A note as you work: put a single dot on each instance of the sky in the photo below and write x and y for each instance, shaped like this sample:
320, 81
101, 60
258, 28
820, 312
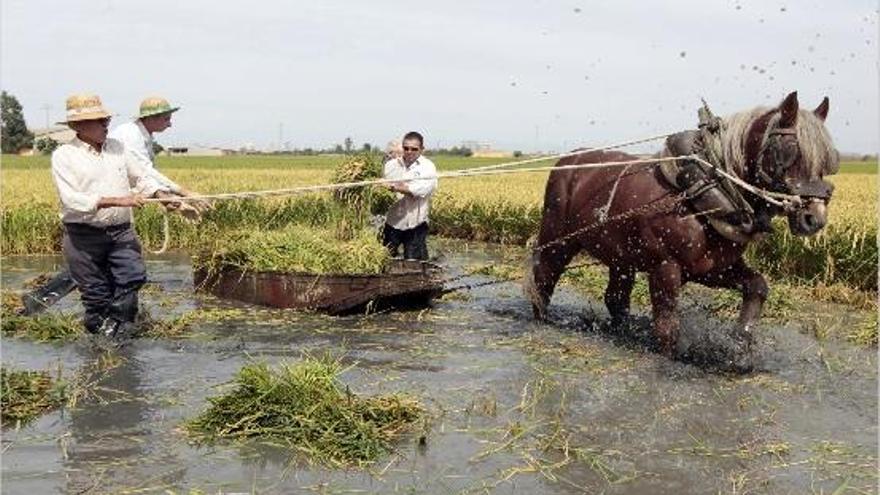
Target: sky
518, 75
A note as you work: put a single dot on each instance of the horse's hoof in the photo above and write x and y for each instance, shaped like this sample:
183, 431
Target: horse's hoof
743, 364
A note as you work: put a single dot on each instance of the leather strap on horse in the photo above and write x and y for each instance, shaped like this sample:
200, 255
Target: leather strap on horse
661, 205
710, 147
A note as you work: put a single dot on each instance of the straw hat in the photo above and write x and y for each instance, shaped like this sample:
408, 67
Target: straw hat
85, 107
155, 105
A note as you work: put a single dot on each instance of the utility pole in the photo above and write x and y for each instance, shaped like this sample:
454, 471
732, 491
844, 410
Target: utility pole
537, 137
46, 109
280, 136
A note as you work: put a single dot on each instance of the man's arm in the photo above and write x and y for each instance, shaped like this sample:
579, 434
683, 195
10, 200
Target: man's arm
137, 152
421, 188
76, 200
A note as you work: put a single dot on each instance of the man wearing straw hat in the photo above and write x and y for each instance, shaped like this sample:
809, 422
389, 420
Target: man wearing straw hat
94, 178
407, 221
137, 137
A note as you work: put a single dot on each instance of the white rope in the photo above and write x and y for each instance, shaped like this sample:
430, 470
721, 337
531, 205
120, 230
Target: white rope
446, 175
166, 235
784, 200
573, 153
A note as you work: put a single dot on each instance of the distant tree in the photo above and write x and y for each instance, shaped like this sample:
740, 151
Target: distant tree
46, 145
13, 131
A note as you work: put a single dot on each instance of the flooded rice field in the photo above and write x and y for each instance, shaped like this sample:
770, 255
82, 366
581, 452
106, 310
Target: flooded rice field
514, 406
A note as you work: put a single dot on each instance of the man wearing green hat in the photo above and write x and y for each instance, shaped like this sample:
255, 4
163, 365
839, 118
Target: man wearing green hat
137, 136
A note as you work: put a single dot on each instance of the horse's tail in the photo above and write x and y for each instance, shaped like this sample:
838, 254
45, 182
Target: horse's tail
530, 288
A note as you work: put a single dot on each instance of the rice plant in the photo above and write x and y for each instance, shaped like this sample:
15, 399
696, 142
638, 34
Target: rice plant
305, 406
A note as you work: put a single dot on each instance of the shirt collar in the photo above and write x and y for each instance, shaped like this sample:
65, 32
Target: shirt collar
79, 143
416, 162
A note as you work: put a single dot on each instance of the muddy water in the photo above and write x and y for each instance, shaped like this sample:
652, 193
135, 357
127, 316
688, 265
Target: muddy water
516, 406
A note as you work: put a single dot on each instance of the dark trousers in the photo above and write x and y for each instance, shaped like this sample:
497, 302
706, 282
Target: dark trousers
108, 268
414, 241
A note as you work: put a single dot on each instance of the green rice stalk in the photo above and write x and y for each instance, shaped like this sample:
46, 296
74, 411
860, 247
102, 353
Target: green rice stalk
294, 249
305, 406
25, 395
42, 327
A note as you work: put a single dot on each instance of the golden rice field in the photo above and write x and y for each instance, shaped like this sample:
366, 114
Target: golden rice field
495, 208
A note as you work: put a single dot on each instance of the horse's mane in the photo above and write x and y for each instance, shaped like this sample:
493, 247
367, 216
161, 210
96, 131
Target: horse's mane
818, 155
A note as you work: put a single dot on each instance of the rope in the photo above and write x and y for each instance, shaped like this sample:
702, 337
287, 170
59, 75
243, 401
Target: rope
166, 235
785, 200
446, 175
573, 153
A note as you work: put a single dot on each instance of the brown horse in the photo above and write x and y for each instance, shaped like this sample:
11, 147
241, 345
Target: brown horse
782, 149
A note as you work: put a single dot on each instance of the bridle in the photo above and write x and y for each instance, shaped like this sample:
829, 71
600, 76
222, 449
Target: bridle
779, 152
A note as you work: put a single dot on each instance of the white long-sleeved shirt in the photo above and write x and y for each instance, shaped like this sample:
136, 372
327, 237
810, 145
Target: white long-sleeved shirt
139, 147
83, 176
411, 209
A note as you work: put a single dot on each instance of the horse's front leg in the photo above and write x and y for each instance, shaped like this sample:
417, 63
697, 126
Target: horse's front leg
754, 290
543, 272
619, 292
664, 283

...

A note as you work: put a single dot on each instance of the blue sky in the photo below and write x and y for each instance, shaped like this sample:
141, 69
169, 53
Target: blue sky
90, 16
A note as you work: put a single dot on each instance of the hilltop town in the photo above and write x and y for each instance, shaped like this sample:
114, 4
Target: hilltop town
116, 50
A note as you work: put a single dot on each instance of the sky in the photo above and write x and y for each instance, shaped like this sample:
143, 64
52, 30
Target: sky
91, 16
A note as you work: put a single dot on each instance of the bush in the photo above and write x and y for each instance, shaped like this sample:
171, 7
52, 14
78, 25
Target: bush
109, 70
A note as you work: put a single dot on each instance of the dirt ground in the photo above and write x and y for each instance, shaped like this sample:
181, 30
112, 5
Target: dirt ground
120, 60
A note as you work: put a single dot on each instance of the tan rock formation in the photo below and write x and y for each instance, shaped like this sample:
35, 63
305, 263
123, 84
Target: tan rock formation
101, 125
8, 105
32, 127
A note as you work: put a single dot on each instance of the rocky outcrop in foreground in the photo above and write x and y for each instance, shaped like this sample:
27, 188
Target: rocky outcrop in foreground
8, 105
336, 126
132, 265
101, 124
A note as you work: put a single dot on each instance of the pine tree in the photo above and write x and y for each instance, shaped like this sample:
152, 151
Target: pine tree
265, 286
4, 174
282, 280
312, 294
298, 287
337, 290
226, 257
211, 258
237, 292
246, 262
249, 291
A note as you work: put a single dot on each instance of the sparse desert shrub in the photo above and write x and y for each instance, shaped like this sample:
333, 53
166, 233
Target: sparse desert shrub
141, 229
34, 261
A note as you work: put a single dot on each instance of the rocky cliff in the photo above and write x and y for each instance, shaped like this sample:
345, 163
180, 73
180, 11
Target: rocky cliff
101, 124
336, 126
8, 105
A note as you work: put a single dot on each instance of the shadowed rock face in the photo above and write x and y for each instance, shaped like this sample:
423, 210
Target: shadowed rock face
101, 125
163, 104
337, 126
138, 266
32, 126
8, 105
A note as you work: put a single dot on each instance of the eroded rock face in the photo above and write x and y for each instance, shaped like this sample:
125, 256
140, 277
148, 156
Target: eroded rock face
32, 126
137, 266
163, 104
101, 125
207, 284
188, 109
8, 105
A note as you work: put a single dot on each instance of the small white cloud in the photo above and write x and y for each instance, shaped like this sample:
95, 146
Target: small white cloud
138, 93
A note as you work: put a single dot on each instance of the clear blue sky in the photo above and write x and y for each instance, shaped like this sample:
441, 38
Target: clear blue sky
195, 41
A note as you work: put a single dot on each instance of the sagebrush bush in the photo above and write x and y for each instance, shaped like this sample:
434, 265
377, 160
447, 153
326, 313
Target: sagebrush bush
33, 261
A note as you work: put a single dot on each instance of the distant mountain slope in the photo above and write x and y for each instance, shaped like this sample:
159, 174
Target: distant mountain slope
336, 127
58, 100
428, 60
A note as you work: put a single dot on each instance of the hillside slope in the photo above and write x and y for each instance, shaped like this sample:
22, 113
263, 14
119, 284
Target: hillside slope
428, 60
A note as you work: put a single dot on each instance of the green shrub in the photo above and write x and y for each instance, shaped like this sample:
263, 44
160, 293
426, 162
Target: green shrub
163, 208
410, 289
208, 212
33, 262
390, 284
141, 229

_Problem details_
Reproduce each line of the material that mentions "below".

_Output_
A note as you work: put a single dot on each instance of the sky in the photo below and write x and y for each instance, shaped like this sample:
A note as you work: put a single dot on each instance of the blue sky in the photo below and write x and y for each instance, shaped like this sample:
A note as you work: put a single dot on each instance of the tan rock formation in the photo below and write x and y for each instance, shaped like this sample:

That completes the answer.